Testo di lettura
La Schizofrenia che lui aveva conosciuto sino ad allora era quella filosofico-letteraria, tutta creatività e positività, alla Delezue e Guattari, era uno stato paradisiaco liberatorio da inseguire, da cercare attivamente come compiutezza e perfezione, in antitesi alla Schizofrenia dell'eterosessuale monco, unico e vero schizofrenico.

Purtroppo conobbe anche la vera schizofrenia, quella clinica, diagnosticata da noi nazipsichiatri, quando in un aeroporto inglese mezzo nudo, in preda alle droghe di cui faceva abbondante uso, cercò di sedurre un poliziotto e fu invece incarcerato, tradotto in Italia e ricoverato in Psichiatria, con la diagnosi di psicosi schizofrenica acuta.

Costretto alle cure psicofarmacologiche e psicoterapeutiche, andò a vivere da solo e in seguito abbandonò le cure.
Profondo conoscitore di Marx, Enghels, Freud, Jung, Groddeck, Marcuse, Sartre e tanti altri cercò la sintesi fra marxismo, freudismo ed esistenzialismo, fra comunità e individualismo, fra narcisismo e altruismo.

Romantico ed ingenuo, ma anche allo stesso tempo, tagliente ed ironico senza pietà, si libra sicuro fra discorsi alti, di pura filosofia, per colpire all'improvviso il povero lettore eterosessuale maschilista normalis con sciabolate gaie, da scaricatore di porto, senza disdegnare il dialetto e il volgare che mescola al francesismo più gay.

Dati riportati
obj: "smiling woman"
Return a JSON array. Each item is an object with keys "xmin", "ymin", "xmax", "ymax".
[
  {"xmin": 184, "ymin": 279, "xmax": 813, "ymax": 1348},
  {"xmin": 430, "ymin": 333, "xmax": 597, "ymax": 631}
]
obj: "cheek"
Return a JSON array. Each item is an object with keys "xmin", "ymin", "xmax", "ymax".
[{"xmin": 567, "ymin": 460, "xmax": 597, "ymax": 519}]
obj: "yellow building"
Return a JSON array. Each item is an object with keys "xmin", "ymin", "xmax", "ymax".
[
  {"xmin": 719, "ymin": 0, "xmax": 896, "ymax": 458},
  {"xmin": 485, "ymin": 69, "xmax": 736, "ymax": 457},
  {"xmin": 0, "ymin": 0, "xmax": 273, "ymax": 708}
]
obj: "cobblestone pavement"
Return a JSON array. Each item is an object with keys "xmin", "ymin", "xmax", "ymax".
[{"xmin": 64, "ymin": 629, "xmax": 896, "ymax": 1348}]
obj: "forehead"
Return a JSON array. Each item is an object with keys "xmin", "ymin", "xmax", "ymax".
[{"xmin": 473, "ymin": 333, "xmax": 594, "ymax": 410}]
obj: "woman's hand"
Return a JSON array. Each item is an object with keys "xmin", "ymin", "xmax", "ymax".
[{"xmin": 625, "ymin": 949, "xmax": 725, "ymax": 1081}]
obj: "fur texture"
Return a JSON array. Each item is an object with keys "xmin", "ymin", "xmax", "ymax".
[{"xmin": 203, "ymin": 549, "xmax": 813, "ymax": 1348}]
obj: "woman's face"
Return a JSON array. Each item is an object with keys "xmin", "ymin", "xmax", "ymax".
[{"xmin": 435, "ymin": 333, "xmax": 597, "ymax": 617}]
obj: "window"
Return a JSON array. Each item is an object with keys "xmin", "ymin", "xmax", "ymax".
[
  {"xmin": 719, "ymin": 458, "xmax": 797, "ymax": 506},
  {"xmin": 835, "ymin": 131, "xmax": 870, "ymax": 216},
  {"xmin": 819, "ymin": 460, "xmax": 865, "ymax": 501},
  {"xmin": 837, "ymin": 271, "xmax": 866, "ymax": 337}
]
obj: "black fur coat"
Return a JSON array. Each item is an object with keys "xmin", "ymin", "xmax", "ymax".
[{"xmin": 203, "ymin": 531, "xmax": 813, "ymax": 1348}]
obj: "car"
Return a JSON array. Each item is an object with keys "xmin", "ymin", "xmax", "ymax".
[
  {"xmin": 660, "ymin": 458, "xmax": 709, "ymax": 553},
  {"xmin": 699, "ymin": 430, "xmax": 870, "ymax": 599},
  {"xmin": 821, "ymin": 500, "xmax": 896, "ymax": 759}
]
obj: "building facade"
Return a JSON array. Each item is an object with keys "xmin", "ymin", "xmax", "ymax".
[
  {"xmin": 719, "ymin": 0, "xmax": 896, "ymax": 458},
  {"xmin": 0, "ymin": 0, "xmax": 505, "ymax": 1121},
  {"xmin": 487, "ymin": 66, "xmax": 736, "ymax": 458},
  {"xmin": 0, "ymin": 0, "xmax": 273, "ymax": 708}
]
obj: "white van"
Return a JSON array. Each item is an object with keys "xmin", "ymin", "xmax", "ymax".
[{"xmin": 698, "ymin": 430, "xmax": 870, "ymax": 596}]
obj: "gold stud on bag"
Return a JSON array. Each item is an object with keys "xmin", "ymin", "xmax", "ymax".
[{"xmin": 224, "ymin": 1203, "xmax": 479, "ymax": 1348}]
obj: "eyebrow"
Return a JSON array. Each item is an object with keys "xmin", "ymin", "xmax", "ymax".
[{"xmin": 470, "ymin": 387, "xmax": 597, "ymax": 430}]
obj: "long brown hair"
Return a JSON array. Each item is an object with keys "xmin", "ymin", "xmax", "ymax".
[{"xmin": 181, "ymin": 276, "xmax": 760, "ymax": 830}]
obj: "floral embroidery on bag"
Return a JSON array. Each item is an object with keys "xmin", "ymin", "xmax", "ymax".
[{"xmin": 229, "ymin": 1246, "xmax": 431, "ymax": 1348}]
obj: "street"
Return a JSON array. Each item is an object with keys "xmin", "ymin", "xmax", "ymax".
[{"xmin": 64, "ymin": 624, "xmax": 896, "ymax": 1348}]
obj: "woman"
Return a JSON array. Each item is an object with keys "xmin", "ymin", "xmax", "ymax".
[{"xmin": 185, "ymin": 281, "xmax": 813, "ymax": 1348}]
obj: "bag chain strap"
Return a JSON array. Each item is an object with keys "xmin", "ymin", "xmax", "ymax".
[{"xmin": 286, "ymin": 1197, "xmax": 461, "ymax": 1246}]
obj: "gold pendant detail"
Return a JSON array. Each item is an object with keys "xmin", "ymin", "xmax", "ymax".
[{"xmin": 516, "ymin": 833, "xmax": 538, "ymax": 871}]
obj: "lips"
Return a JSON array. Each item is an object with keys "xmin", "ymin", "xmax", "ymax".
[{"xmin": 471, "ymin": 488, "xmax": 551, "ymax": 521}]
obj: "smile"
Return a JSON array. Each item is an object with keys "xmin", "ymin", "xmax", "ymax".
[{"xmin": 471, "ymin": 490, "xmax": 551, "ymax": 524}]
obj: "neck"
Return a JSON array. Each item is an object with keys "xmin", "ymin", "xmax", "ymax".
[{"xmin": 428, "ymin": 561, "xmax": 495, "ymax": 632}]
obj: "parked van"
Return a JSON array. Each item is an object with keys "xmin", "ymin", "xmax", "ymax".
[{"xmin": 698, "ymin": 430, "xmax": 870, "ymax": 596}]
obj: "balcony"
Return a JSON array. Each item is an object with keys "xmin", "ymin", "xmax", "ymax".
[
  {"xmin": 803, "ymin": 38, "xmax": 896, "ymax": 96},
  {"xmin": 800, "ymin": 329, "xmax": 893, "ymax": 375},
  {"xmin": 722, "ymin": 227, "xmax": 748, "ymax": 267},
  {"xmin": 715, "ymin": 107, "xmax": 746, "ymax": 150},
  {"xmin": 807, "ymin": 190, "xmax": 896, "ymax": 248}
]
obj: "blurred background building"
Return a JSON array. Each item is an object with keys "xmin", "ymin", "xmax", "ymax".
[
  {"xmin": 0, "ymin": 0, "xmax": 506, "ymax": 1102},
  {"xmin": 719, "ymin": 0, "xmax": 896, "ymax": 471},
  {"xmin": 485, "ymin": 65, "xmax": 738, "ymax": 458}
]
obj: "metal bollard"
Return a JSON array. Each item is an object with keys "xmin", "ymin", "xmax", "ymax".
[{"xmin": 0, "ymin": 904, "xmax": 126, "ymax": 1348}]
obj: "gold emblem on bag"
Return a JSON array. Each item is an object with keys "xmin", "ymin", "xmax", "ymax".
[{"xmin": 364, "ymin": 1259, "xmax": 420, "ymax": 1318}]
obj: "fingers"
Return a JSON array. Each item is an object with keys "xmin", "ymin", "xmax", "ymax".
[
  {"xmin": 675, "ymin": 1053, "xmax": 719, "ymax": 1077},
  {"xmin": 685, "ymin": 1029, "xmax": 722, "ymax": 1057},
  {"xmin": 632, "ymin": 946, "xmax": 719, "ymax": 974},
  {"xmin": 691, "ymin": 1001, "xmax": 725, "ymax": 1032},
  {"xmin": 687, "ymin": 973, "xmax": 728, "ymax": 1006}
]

Richiesta di lavoro 1
Per ciascuna affermazione indichi se concorda con il testo di lettura, rispondendo sì o no e citando le parole del testo che lo stabiliscono.
(a) Dopo il ricovero la diagnosi fu di psicosi schizofrenica acuta.
(b) Terminate le cure, andò a vivere insieme ad altre persone.
(c) Nella scrittura evita il dialetto.
Richiesta di lavoro 2
Risponda in base al testo di lettura alle seguenti domande.
(a) Dove si trovava quando cercò di sedurre un poliziotto?
(b) Che cosa fece in seguito riguardo alle cure?
(c) Fra quali tre correnti di pensiero cercò la sintesi?

Risposta attesa 1
(a) Sì: «con la diagnosi di psicosi schizofrenica acuta».
(b) No: «andò a vivere da solo».
(c) No: «senza disdegnare il dialetto e il volgare».

Risposta attesa 2
(a) In un aeroporto inglese.
(b) Le abbandonò.
(c) Fra marxismo, freudismo ed esistenzialismo.